» How to complete this task
In this exercise, restate the listing word for word.

━━━━━━

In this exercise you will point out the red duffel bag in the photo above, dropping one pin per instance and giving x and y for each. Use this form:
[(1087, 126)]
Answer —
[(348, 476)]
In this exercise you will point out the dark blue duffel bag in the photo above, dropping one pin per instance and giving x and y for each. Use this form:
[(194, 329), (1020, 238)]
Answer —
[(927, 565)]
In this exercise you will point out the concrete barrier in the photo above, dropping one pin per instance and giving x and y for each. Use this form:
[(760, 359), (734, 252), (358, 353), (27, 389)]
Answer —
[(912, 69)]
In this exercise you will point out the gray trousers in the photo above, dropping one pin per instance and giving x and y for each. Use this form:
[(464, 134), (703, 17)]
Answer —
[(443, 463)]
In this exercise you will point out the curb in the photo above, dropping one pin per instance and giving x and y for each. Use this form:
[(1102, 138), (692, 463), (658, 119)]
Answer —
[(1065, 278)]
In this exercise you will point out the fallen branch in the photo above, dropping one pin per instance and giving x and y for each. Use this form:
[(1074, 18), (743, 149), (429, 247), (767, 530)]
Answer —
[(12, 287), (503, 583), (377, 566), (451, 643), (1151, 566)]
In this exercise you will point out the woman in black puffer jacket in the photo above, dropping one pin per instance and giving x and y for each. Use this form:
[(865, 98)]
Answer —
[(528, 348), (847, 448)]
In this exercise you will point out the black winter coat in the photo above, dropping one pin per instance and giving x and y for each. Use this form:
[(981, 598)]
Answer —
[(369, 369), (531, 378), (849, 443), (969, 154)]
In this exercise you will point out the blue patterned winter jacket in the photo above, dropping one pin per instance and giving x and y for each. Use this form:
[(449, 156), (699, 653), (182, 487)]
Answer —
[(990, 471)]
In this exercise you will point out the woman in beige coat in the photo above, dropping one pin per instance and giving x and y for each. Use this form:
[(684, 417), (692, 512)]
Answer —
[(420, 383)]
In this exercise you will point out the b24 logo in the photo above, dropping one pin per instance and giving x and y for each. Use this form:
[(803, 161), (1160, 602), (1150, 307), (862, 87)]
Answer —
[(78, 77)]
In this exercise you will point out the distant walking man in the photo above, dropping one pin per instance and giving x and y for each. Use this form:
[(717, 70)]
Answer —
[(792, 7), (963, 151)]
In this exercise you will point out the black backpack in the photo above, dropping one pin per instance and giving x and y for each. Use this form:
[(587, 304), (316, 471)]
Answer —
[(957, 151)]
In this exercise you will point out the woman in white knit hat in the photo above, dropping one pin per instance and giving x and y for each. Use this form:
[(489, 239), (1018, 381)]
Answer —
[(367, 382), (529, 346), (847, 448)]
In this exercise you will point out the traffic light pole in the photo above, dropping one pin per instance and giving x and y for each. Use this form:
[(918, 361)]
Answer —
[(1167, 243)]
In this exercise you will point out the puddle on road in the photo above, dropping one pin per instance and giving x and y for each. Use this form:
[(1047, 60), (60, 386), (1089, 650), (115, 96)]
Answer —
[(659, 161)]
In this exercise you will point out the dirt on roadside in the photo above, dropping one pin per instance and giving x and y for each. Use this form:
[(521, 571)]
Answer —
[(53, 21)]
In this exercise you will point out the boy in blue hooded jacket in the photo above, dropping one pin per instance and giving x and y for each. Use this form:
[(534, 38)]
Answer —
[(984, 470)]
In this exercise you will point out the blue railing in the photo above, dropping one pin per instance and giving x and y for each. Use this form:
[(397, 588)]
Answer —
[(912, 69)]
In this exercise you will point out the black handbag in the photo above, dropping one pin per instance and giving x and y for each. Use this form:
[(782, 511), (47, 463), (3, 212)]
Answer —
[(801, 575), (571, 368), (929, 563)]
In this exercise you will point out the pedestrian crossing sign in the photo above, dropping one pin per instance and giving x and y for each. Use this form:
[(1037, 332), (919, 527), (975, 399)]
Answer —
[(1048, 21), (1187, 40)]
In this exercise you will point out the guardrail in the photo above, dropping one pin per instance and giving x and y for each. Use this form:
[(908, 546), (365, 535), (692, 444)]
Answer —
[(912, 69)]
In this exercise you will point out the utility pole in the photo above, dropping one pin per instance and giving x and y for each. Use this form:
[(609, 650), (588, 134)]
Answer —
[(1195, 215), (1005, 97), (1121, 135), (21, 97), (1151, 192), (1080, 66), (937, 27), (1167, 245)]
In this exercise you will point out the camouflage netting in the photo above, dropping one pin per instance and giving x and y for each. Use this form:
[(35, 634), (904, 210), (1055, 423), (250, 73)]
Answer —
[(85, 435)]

━━━━━━

» Final answer
In this exercise you will point out the red duffel bag in the photo above, dropping one pin per instance and giving x and y for each. Use this form:
[(1087, 126)]
Answer —
[(348, 476)]
In this exercise you will point out the dark blue duffel bag in the photo above, dropping one pin per instance and giving x and y for each. Use this form:
[(194, 329), (1020, 238)]
Answer —
[(927, 565)]
In this exercise you will point out the concrete barrier in the photo above, dropping one pin per instance and giving x and y for each. Use this form:
[(760, 359), (734, 252), (358, 353), (27, 389)]
Answer —
[(912, 69)]
In this exercise you will point out the gray trousers in the photo above, dropping one pin per instance and giving x and y for each. Use this form:
[(464, 134), (703, 17)]
Answer —
[(443, 463)]
In this exercise you will point out the curb in the photo above, dropping one pin per instance and giving x and y for each. Use this form:
[(1102, 138), (692, 463), (658, 119)]
Answer —
[(1065, 278)]
In this exercise you will point out the fallen branch in the photo above, dropping one pin per instance and giving x and y for each. Use this form:
[(1074, 18), (743, 149), (429, 247), (767, 530)]
Answer —
[(12, 287), (503, 583), (377, 566), (451, 643), (1151, 566)]
In this exercise you will point out the woman in black puffer jacket in the photo above, dropping one pin per instance and giving x and y for each. Use this form:
[(865, 98)]
Answer —
[(528, 348), (847, 448)]
In this exercise you will point out the black winter coat in the photo above, dropping one pin per instance and giving x and y for each. Use this form:
[(981, 598)]
Answer —
[(369, 369), (531, 378), (849, 443), (969, 154)]
In this exercise you will point out the blue patterned winter jacket in the photo above, dropping one pin per instance and giving x and y for each. Use this form:
[(449, 156), (699, 653), (182, 487)]
Answer —
[(990, 471)]
In this exercise you will point out the woman in beige coat in the photo above, dropping one pin per instance and giving x and y for each. Use this form:
[(684, 417), (692, 512)]
Answer —
[(420, 383)]
In this exercise you will point out the b24 logo in the photo above, dropping one pin per instance and giving x and y for each. Use this form:
[(803, 161), (1160, 602), (1150, 307), (862, 87)]
Answer —
[(78, 77)]
In this exercise you will point out the distant walking man in the photo above, dropping one pin per instance and giving x and y for each. Use this form:
[(717, 70)]
Answer —
[(792, 7), (963, 151)]
In this exercise you will point out the black backpack in the photo above, dropping one pin per instance and giving x and y for each. Use this form:
[(587, 304), (316, 471)]
Answer —
[(957, 151)]
In this exercise you will point out the woman in white knit hat in the photo above, dropping one pin per instance and giving x and y for each. Use this form:
[(489, 239), (1018, 381)]
Answer —
[(367, 382), (529, 346), (847, 448)]
In this exercise you will point out the traffic light pole in the photo above, dropping one pin per instance and giving x and y for each. Use this form:
[(918, 361)]
Answer —
[(1167, 243)]
In this exercise you will point out the puddle on road in the photo above, dropping one pin per instance and giving x and y for each. Use this form:
[(1047, 60), (60, 386), (1089, 650), (115, 96)]
Answer —
[(659, 161)]
In this exercise you will point out the dirt on roadside in the photo above, dropping one pin per instance and giving x and y for each. Use this form:
[(521, 571)]
Answer —
[(53, 21)]
In this exercise you will point out the boy in blue hooded jacket in the photo above, dropping one pin per instance and giving x and y for each. Use this form:
[(534, 38)]
Answer —
[(984, 470)]
In this exercise you will point out the blue railing in the photo above, dropping one pin per instance and giving x and y for each. Use this form:
[(397, 588)]
Answer —
[(912, 69)]
In this exercise you will point out the black handbag in the photo above, dropping one pin per instance and giving x and y for each. Use this form:
[(782, 511), (47, 463), (3, 212)]
Answer —
[(801, 575), (571, 368), (929, 563)]
In this exercise you will point out the pedestrian crossing sign in the photo above, dropping one pin per instance and giving x and y for each. Use this form:
[(1037, 332), (919, 527), (975, 399)]
Answer —
[(1048, 21), (1187, 40)]
In this exercise you will point out the guardrail in the photo above, dropping one pin per instance and giving x and y for each. Use this form:
[(908, 546), (365, 535), (692, 444)]
Answer —
[(912, 69)]
In this exercise you will point out the utility pole in the photo above, dropping one pin per instance and giving x and y for each. Use this form:
[(609, 650), (588, 134)]
Answer —
[(1195, 215), (1005, 97), (1121, 135), (21, 97), (1151, 192), (1080, 66), (937, 27), (1167, 245)]
In this exercise you will point out the camouflage netting in the photo above, dropping one pin per instance and giving x and y for each. Use this form:
[(35, 634), (904, 210), (1055, 423), (250, 73)]
Answer —
[(85, 435)]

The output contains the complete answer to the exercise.